# Short problem A
Do these statements agree with the Coq excerpt below? For each, answer yes or no and quote the words of the excerpt that decide it. (i) In Gallina, the only way to interact with a function is to call it. (ii) The type [T] is guaranteed to have at least one value. (iii) propDenote maps Not p to the negation of propDenote p.

# Supplied passage
------------------------------------------------------------------------

Inductive prop : Type :=
| Eq : forall T, T -> T -> prop
| Not : prop -> prop
| And : prop -> prop -> prop
| Or : prop -> prop -> prop
| Forall : forall T, (T -> prop) -> prop
| Exists : forall T, (T -> prop) -> prop.

Fixpoint propDenote (p : prop) : Prop :=
  match p with
    | Eq _ x y => x = y
    | Not p => ~ (propDenote p)
    | And p1 p2 => propDenote p1 /\ propDenote p2
    | Or p1 p2 => propDenote p1 \/ propDenote p2
    | Forall _ f => forall x, propDenote (f x)
    | Exists _ f => exists x, propDenote (f x)
  end.

(** Unfortunately, there are other recursive functions that we might like to write but cannot.  One simple example is a function to count the number of constructors used to build a [prop].  To look inside a [Forall] or [Exists], we need to look inside the quantifier's body, which is represented as a function.  In Gallina, as in most statically-typed functional languages, the only way to interact with a function is to call it.  We have no hope of doing that here; the domain of the function in question has an arbitary type [T], so [T] may even be uninhabited.  If we had a universal way of constructing values to look inside functions, we would have uncovered a consistency bug in Coq!

------------------------------------------------------------------------

# Records to use

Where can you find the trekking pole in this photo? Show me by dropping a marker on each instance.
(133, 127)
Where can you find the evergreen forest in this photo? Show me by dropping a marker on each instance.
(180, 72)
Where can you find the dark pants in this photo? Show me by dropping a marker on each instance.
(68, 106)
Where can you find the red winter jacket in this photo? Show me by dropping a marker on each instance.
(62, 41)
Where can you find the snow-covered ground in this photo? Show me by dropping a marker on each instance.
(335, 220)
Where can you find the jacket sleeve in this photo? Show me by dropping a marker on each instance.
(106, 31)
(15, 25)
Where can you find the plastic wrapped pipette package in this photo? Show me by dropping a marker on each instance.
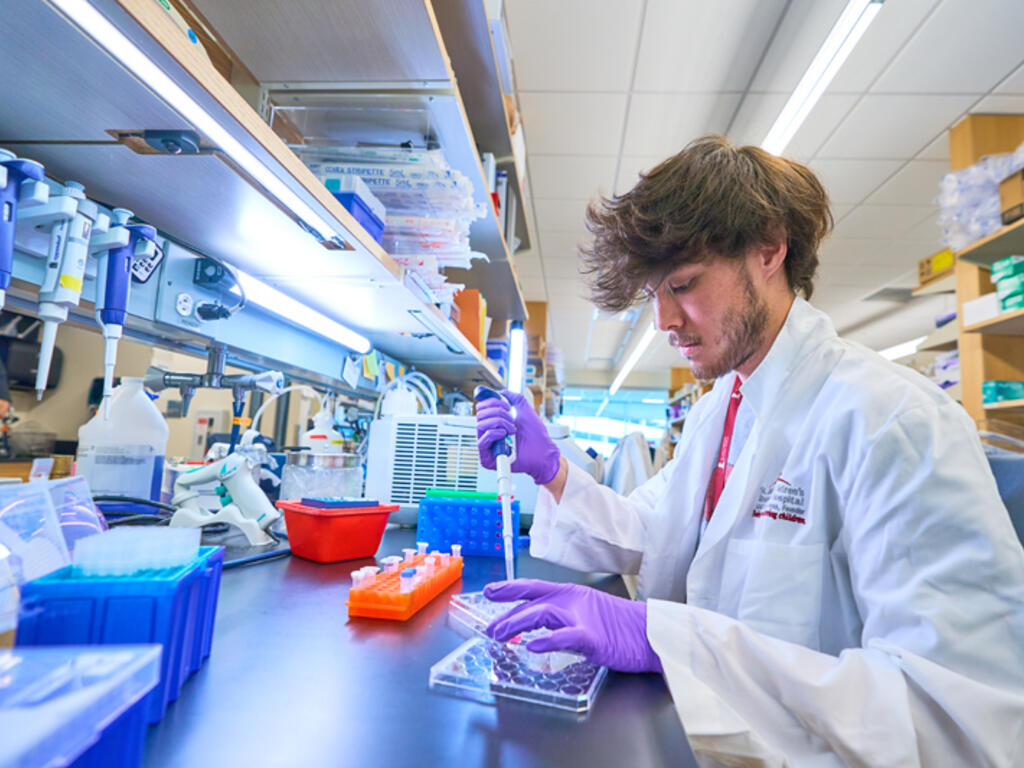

------------------------------------------------------------------------

# Short problem B
Could you swap "marker" for "pin" in the listing, beginning at the line that has "Where can you find the evergreen" and stopping at the end of the listing, with everything else unchanged and the pictures left out?

# Reply A
(i) Yes: "the only way to interact with a function is to call it"
(ii) No: "[T] may even be uninhabited"
(iii) Yes: "| Not p => ~ (propDenote p)"

# Reply B
Where can you find the evergreen forest in this photo? Show me by dropping a pin on each instance.
(180, 72)
Where can you find the dark pants in this photo? Show me by dropping a pin on each instance.
(68, 106)
Where can you find the red winter jacket in this photo? Show me by dropping a pin on each instance.
(62, 41)
Where can you find the snow-covered ground in this photo? Show me by dropping a pin on each instance.
(335, 220)
Where can you find the jacket sleeve in this photo? Show me by dropping a pin on each instance.
(106, 31)
(15, 25)
Where can you find the plastic wrapped pipette package in this photo? Show me by dropping a pin on each instance.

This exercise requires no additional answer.